== Data to use ==

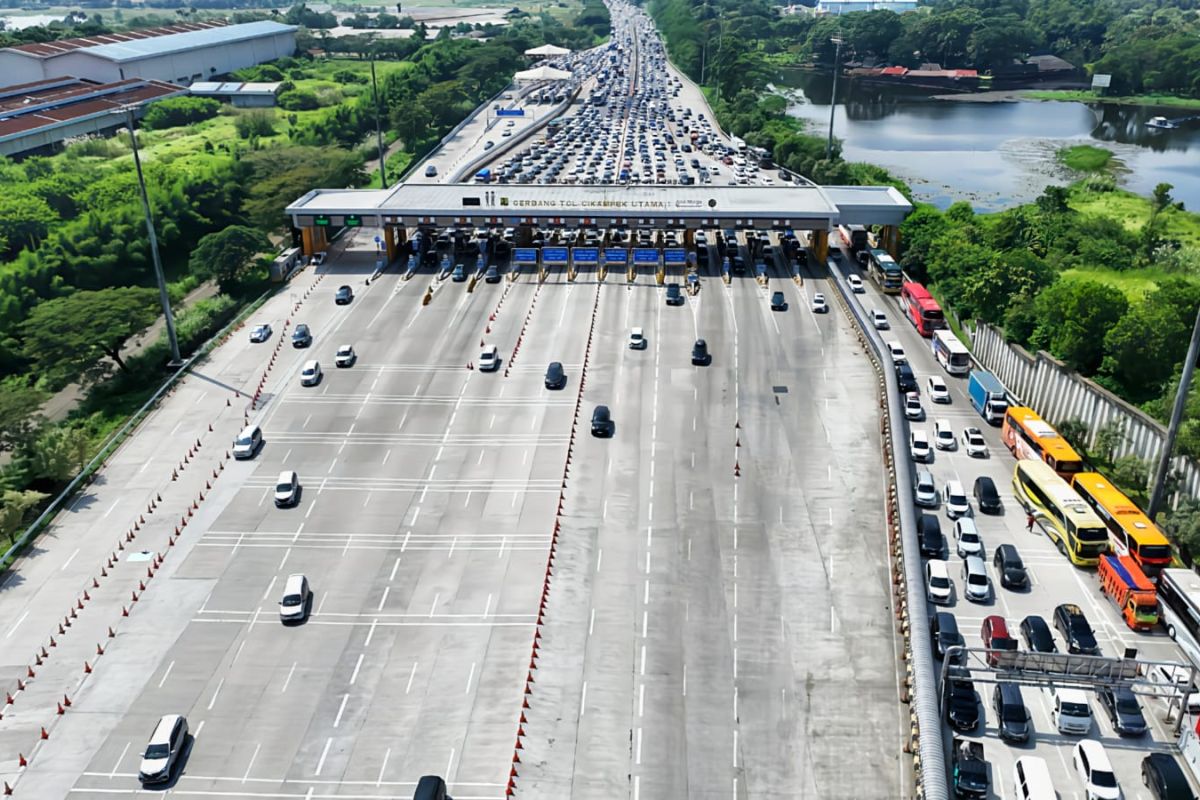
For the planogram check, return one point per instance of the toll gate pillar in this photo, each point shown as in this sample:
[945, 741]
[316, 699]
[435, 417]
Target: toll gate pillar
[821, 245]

===
== Data to use ==

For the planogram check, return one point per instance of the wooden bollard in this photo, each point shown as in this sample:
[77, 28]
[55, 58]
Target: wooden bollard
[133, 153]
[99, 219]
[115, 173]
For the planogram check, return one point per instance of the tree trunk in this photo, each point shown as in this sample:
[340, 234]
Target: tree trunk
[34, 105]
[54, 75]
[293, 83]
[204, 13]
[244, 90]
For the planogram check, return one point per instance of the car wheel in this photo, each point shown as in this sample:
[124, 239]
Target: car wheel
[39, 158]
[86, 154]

===

Activity: Whenever the string "this" shows up in a line of the entries, copy that line.

Solved problem:
For the planogram check, return one point per instance of the toll gate pillar in this photo, each point shown as in this sample:
For the planogram check, return one point per instance of the wooden bollard in this photo, each point shown as in this sample:
For the planogram check, return one point per instance of the tree trunk in this photo, each point shown as in this sample:
For the planogram check, return one point per instance of the car wheel in this photo, each point shown as in this sample:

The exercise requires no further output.